Natural-language object grounding data
§ §
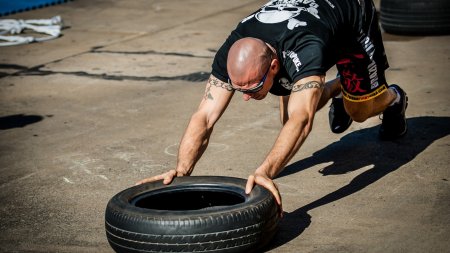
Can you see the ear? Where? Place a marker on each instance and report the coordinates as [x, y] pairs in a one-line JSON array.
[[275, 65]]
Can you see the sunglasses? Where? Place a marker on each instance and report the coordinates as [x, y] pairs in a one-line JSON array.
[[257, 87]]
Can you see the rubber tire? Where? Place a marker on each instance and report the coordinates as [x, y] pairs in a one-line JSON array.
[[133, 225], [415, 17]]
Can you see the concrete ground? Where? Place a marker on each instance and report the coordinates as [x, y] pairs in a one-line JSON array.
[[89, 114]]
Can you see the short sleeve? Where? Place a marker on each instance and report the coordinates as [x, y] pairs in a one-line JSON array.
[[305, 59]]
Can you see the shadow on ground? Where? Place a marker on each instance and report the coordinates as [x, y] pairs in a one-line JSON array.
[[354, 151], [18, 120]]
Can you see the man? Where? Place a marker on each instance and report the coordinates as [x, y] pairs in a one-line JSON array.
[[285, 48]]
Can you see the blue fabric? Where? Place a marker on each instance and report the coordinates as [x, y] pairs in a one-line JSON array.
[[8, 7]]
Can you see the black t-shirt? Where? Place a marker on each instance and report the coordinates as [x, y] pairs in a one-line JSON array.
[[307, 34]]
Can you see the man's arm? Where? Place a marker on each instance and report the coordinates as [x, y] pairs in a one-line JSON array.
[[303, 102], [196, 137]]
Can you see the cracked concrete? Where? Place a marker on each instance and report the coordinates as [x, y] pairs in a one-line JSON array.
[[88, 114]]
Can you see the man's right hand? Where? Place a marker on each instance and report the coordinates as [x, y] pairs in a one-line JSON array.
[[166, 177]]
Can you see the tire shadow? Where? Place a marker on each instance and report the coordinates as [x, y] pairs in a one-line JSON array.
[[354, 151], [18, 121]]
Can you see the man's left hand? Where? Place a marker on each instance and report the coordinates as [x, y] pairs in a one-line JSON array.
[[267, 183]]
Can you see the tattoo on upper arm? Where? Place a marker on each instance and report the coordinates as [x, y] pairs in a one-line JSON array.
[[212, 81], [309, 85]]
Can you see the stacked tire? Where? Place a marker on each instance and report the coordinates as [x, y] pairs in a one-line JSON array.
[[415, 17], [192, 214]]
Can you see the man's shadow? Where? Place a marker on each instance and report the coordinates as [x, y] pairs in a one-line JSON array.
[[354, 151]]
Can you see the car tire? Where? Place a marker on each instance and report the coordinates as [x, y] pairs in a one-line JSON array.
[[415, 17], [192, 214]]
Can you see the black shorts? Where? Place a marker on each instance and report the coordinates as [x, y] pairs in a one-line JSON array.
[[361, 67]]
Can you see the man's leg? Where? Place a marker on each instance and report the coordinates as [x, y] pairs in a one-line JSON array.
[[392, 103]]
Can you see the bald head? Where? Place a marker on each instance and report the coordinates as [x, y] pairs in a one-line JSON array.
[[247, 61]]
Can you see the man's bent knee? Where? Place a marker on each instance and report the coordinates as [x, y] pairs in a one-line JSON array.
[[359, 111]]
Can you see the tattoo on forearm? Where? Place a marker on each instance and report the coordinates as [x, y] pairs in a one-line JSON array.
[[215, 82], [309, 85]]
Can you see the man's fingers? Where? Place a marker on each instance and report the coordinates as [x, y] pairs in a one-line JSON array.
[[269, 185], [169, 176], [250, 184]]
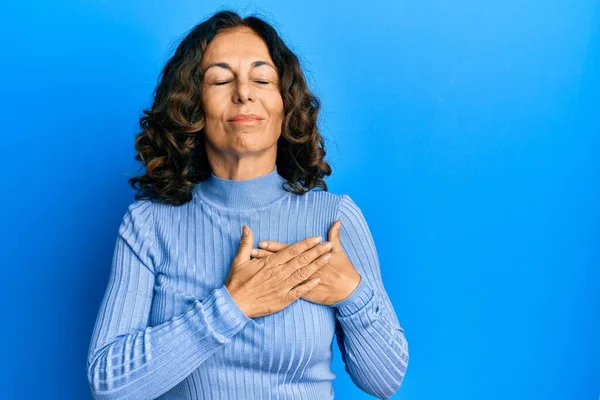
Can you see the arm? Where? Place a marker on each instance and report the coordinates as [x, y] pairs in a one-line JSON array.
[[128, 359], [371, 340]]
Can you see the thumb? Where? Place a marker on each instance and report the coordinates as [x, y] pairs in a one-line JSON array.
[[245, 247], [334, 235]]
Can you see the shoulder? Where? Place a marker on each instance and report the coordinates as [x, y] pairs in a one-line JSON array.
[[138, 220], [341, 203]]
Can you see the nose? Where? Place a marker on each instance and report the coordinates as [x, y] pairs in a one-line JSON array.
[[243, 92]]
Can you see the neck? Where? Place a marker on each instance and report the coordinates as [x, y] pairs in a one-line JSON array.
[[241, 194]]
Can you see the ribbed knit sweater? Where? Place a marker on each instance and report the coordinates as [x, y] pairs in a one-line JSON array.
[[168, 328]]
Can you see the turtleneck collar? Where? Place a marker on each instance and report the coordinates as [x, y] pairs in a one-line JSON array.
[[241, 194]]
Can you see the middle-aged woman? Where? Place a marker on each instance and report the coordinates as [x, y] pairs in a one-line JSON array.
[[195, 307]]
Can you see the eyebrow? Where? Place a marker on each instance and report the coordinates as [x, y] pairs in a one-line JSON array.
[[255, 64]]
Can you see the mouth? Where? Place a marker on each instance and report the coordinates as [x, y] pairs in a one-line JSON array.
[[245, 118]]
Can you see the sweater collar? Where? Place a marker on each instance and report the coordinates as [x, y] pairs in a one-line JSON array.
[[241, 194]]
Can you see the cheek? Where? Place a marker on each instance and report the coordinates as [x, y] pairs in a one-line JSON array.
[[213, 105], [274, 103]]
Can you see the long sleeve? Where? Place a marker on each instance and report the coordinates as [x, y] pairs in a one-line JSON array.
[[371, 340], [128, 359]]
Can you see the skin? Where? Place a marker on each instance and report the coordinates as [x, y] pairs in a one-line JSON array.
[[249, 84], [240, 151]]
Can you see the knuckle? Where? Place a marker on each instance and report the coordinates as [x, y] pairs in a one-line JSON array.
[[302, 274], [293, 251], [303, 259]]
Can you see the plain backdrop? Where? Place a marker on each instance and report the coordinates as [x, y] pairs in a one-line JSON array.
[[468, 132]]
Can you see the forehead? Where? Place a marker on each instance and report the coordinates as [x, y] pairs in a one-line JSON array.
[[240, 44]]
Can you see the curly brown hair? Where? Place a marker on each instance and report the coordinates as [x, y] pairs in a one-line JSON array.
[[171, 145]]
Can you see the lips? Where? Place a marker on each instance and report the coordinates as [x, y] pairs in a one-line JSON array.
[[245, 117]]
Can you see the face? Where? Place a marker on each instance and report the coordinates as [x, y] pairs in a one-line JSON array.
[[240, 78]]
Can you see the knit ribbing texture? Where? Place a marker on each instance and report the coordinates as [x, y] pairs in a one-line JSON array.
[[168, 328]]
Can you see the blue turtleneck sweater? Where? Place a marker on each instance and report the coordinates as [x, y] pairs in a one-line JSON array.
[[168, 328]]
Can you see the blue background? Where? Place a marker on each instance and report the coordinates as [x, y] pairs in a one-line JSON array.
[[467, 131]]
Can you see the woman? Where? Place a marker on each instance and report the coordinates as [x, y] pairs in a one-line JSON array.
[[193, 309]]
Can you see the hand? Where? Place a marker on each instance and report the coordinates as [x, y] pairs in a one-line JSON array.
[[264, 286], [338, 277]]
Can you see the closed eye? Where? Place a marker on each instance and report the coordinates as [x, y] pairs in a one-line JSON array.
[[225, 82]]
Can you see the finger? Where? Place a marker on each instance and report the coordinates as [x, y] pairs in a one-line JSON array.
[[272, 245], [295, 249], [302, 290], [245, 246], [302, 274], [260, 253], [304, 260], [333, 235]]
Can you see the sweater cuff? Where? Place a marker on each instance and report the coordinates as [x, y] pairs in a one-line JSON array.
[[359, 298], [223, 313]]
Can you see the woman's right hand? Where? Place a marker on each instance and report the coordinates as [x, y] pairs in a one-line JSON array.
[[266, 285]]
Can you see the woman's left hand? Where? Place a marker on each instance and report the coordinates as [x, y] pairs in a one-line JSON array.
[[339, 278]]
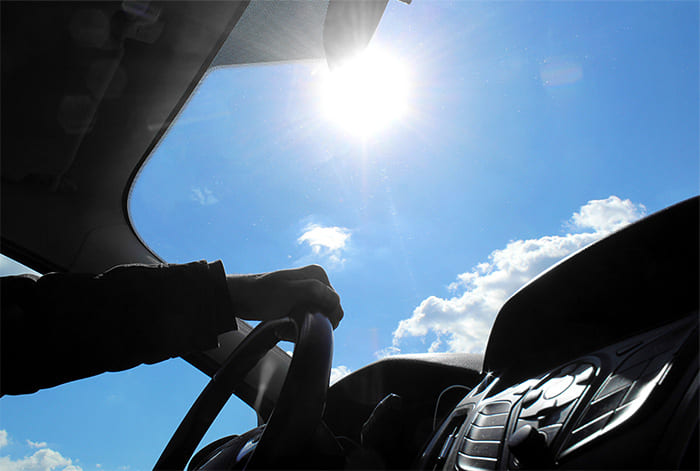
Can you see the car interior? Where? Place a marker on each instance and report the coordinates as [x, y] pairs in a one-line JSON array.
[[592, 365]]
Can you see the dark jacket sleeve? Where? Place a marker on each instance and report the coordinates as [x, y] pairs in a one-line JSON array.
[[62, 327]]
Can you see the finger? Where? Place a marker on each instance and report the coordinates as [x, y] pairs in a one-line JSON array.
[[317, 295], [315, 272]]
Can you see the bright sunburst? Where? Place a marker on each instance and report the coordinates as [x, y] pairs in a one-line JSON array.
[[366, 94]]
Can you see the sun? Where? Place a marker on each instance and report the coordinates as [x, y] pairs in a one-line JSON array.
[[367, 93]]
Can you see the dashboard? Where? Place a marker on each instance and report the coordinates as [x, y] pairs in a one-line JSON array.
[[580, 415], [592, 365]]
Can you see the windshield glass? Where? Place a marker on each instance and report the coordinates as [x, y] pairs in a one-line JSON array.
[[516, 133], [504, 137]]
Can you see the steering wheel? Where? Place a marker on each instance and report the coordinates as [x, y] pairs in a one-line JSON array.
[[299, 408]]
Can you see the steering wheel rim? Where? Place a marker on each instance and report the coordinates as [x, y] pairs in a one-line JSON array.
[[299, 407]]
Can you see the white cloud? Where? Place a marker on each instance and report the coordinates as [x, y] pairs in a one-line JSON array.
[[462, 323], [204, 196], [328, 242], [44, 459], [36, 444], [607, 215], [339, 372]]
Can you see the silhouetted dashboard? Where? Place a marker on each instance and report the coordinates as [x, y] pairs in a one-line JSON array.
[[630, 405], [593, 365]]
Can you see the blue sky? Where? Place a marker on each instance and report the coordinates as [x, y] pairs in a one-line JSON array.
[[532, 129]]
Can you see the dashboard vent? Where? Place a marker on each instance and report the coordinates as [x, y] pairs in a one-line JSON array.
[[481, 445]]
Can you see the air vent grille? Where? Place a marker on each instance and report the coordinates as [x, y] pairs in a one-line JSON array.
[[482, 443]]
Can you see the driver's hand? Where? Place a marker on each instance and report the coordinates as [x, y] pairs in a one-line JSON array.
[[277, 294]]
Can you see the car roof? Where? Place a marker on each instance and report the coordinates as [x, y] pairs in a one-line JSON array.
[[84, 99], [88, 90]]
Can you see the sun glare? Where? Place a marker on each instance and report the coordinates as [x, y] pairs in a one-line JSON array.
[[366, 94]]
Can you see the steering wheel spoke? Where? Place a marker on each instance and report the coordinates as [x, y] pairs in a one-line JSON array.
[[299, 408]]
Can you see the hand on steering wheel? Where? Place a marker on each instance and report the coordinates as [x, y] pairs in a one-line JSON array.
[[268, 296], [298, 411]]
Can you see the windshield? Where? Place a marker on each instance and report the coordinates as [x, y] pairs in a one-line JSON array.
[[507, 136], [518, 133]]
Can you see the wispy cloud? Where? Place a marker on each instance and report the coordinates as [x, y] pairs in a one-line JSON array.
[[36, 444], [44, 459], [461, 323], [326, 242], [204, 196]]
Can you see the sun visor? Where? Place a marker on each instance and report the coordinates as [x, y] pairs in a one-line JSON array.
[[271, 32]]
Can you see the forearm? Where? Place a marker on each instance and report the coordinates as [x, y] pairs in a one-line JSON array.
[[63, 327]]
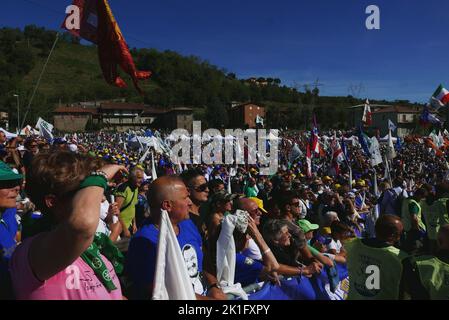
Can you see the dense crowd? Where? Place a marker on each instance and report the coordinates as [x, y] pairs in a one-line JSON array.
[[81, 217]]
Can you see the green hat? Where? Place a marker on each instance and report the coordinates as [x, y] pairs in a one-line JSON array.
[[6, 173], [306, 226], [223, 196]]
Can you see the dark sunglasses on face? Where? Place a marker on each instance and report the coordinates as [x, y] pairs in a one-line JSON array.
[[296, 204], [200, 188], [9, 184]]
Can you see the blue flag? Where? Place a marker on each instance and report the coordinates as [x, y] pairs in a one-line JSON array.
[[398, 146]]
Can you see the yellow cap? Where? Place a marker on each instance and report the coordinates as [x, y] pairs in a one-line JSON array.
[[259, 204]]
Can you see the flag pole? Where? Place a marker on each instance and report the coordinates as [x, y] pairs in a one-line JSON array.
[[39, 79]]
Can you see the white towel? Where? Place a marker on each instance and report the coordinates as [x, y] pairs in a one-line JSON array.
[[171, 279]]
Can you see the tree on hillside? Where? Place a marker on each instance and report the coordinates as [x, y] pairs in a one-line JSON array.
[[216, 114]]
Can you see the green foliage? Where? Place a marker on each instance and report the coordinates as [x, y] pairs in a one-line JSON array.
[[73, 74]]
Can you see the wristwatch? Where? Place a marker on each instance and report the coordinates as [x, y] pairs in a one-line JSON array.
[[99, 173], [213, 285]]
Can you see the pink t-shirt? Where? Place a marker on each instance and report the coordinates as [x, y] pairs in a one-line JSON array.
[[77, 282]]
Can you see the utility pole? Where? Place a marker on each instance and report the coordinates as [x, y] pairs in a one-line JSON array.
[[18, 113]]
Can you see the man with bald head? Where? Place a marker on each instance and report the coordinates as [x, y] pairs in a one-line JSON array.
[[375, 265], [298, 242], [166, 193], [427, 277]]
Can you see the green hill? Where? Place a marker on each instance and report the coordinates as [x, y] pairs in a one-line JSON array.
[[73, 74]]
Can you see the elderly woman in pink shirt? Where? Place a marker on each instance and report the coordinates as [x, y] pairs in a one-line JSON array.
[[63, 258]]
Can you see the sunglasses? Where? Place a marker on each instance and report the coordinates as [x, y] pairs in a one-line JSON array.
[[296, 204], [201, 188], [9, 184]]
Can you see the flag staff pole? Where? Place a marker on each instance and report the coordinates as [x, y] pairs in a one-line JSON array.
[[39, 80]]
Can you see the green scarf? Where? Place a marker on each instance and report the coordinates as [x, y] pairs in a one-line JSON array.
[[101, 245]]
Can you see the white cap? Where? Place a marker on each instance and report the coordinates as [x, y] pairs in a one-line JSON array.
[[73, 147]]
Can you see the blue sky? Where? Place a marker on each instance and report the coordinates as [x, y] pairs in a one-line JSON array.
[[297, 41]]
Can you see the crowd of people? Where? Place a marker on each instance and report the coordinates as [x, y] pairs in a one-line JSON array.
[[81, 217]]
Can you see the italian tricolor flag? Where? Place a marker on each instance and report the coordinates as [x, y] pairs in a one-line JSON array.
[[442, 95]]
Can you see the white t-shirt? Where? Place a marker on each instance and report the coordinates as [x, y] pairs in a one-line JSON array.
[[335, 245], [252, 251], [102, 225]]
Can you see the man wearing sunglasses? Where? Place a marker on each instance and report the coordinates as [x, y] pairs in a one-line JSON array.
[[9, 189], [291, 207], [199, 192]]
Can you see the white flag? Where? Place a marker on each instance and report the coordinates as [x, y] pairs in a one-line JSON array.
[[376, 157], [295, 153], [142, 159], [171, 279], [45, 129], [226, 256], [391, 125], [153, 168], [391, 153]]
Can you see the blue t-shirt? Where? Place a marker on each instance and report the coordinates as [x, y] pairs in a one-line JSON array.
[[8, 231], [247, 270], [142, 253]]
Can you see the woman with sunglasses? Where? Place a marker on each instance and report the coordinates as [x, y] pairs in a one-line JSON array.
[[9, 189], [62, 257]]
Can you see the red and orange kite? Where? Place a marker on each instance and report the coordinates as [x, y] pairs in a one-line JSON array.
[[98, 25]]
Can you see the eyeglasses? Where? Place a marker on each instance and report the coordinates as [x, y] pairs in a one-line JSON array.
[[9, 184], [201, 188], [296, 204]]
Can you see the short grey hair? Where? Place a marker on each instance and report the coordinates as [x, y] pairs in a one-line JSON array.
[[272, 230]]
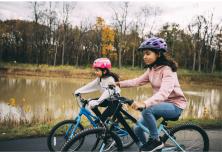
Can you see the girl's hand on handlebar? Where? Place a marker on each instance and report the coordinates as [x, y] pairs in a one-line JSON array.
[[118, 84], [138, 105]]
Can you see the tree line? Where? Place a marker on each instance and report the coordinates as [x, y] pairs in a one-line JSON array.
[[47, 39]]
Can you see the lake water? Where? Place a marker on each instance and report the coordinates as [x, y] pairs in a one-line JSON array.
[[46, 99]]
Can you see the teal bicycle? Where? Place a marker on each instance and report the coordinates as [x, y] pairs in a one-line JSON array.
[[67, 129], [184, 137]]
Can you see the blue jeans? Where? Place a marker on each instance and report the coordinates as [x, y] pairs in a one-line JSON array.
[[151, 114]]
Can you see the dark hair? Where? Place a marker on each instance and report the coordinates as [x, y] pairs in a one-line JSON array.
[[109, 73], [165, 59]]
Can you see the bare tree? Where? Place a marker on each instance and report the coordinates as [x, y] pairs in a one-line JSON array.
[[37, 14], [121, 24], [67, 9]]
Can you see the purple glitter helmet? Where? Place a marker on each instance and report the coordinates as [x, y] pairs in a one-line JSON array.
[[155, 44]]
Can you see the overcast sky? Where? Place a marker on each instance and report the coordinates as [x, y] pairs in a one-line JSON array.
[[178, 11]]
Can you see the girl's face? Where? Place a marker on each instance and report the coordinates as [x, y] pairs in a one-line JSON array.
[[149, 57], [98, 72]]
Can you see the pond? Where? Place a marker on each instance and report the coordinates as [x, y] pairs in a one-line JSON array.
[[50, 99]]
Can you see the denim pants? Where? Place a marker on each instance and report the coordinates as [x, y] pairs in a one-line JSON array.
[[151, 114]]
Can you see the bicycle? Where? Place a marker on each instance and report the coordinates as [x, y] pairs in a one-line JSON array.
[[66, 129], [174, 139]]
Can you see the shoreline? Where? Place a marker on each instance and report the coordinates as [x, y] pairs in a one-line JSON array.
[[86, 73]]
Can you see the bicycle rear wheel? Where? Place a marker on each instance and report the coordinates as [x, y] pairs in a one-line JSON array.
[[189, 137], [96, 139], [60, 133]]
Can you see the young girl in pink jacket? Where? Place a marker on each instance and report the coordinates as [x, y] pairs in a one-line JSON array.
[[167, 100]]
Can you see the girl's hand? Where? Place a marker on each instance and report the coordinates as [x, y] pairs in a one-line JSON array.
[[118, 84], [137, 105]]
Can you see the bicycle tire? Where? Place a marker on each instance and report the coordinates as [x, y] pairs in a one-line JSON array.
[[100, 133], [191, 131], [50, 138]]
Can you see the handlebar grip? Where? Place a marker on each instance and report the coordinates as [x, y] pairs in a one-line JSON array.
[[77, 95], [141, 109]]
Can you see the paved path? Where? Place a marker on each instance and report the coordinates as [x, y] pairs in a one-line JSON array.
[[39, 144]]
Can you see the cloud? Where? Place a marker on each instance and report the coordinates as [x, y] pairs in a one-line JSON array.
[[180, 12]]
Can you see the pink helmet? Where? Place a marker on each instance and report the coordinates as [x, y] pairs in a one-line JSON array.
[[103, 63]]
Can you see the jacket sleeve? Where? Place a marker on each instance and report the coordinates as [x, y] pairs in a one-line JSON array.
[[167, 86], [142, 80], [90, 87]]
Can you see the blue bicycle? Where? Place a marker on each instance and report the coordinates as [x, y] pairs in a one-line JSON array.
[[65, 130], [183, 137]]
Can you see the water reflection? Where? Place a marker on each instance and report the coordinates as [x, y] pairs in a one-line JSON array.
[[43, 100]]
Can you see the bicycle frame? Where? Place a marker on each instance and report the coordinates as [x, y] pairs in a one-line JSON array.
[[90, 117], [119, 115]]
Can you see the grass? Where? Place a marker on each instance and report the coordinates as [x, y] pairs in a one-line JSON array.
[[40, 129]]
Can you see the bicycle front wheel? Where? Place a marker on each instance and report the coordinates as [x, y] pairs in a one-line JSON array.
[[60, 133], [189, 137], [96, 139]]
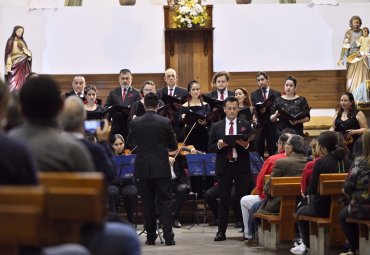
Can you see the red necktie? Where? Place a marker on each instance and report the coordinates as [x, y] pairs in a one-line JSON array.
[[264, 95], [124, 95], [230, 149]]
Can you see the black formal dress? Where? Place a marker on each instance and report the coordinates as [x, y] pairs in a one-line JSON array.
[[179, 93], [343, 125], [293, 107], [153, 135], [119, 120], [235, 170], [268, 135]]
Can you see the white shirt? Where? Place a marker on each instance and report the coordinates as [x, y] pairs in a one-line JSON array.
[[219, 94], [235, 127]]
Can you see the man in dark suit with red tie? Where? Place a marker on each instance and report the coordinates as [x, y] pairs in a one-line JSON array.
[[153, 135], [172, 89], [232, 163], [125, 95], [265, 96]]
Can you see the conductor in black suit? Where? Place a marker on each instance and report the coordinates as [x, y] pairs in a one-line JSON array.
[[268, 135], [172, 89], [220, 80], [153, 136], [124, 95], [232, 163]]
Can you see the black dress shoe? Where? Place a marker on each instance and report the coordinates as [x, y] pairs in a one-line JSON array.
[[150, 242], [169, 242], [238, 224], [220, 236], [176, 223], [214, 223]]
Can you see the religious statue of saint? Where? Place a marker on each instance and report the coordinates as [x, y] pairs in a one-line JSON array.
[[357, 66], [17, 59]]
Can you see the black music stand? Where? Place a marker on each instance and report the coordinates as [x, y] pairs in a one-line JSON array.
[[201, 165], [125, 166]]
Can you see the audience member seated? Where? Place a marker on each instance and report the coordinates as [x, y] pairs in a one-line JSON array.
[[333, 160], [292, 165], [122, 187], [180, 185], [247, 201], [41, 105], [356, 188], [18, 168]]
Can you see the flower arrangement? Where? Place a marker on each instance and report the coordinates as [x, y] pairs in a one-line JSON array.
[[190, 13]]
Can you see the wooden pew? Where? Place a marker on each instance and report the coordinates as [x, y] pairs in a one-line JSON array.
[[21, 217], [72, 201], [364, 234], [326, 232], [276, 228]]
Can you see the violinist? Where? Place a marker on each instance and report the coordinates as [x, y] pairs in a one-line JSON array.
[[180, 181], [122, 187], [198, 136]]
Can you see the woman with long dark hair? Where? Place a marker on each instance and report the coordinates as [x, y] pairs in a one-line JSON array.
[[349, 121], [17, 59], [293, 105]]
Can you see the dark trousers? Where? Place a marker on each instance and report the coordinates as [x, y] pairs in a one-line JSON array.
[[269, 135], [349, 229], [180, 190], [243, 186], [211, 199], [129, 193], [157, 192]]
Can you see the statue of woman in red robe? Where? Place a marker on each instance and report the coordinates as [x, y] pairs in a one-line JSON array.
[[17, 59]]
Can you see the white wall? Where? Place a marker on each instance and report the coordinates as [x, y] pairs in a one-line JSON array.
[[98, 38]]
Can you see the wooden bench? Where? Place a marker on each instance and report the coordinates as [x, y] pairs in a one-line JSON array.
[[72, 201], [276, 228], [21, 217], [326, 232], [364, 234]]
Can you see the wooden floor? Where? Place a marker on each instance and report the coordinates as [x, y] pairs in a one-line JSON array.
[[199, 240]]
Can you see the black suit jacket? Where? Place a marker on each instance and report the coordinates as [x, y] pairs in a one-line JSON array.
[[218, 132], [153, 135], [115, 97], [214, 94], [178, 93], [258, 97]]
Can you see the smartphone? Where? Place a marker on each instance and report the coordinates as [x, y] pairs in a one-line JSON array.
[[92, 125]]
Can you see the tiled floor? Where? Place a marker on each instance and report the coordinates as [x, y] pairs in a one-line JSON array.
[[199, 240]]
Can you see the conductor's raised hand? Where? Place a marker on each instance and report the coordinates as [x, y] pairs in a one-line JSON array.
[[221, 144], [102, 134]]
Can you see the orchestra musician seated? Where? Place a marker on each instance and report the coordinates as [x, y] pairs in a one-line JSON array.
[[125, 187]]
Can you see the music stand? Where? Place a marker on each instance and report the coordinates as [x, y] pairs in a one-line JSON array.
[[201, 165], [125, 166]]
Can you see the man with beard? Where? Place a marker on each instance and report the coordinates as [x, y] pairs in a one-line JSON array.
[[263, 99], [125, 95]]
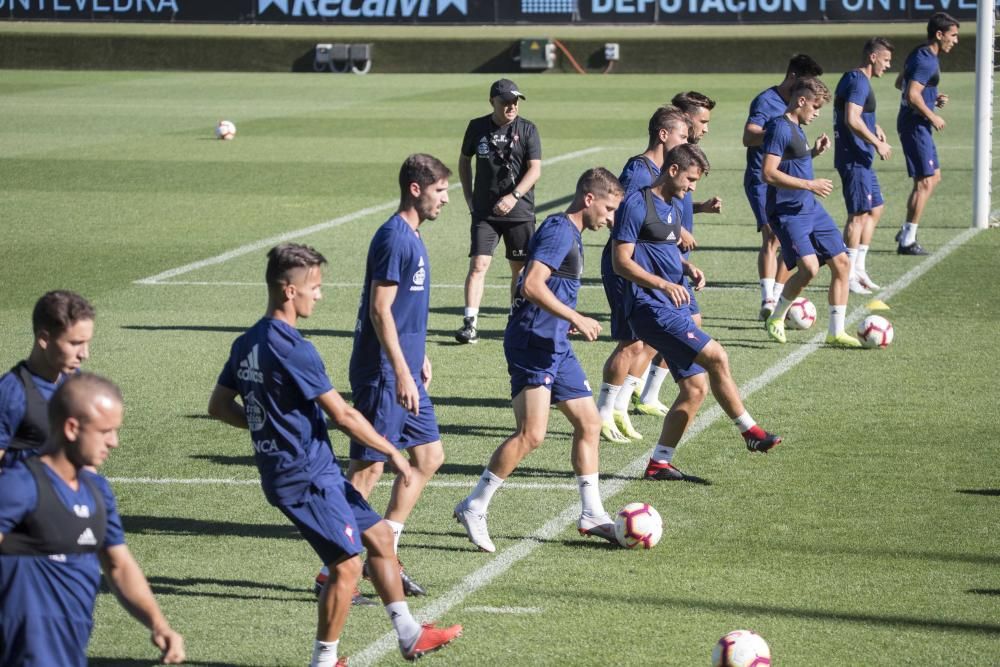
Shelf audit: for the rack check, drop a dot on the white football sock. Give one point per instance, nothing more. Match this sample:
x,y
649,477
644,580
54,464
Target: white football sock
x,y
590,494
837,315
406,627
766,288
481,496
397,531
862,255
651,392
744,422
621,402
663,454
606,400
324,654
§ §
• WORK TASK:
Only the lines from the one containing "Shelf audit: for" through the end of the records above belong in the output, each exactly as it stands, both ends included.

• RESULT FOR THIS EXERCISE:
Shelf audit: for the rack check, drop a dot on the white football sock. Give one point per instance, nothing more. Match this sample:
x,y
649,477
644,580
54,464
Target: white football sock
x,y
590,494
837,315
406,627
766,288
481,496
397,531
862,255
651,392
744,422
621,402
663,454
606,400
324,654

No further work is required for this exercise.